§ Excerpted passage

***

2017 Sweden Hockey Games (Euro Hockey Tour)

Tournament details
- Host countries: Sweden Russia
- Cities: Gothenburg Saint Petersburg
- Venues: 2 (in 2 host cities)
- Dates: 9–12 February 2017
- Teams: 4

Final positions
- Champions: Russia (4th title)
- Runners-up: Sweden
- Third place: Czech Republic
- Fourth place: Finland

Tournament statistics
- Games played: 6
- Goals scored: 35 (5.83 per game)
- Attendance: 35,102 (5,850 per game)
- Scoring leader: Carl Klingberg (6 points)

***

§ Data entries

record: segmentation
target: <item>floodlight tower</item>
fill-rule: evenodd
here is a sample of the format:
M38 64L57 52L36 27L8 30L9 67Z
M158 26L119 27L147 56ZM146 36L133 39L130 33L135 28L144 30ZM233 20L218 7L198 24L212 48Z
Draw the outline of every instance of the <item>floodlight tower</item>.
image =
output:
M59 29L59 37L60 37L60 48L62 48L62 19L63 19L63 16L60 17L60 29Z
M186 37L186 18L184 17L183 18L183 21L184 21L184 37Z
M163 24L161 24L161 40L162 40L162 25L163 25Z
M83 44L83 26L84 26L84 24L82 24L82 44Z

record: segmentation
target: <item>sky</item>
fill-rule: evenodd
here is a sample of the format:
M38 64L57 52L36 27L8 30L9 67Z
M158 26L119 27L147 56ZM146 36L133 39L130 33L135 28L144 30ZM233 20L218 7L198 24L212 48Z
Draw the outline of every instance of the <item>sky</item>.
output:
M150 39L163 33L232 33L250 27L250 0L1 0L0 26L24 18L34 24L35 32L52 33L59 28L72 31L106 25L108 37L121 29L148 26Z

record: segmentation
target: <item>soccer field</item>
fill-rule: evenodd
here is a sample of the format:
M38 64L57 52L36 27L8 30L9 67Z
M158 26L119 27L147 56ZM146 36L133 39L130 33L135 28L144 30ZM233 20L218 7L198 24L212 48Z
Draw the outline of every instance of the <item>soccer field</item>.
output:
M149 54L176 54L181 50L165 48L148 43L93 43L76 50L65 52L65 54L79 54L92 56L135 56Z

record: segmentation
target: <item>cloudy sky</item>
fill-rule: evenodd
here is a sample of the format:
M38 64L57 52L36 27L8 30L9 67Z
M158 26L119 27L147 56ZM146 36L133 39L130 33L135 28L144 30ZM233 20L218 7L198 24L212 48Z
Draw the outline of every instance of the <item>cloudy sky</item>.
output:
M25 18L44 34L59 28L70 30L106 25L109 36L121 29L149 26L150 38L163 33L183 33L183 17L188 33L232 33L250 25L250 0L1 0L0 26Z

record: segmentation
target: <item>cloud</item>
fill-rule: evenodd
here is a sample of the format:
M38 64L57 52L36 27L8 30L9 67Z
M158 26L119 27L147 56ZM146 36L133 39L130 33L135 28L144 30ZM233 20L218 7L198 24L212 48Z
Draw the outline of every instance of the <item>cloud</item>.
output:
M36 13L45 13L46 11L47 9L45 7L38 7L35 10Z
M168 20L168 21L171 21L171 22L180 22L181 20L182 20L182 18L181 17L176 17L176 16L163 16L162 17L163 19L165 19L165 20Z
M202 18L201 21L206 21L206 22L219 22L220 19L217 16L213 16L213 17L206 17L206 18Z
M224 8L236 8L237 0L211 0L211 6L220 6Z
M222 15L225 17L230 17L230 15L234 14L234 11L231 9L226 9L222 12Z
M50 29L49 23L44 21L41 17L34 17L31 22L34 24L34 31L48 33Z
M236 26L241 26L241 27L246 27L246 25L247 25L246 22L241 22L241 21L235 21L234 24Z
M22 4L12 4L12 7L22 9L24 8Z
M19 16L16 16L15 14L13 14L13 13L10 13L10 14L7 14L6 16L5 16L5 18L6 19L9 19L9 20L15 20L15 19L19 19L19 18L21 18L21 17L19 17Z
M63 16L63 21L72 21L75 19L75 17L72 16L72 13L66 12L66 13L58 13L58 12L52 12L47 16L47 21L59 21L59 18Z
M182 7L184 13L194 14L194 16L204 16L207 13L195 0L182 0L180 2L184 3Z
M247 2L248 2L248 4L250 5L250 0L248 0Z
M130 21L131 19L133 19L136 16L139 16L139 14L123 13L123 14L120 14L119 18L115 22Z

***

§ Task to carry out
Copy the tournament summary from "Final positions" to "Klingberg (6 points)", swapping "Scoring leader" for "Top scorer".

§ Exercise answer
Final positions
- Champions: Russia (4th title)
- Runners-up: Sweden
- Third place: Czech Republic
- Fourth place: Finland

Tournament statistics
- Games played: 6
- Goals scored: 35 (5.83 per game)
- Attendance: 35,102 (5,850 per game)
- Top scorer: Carl Klingberg (6 points)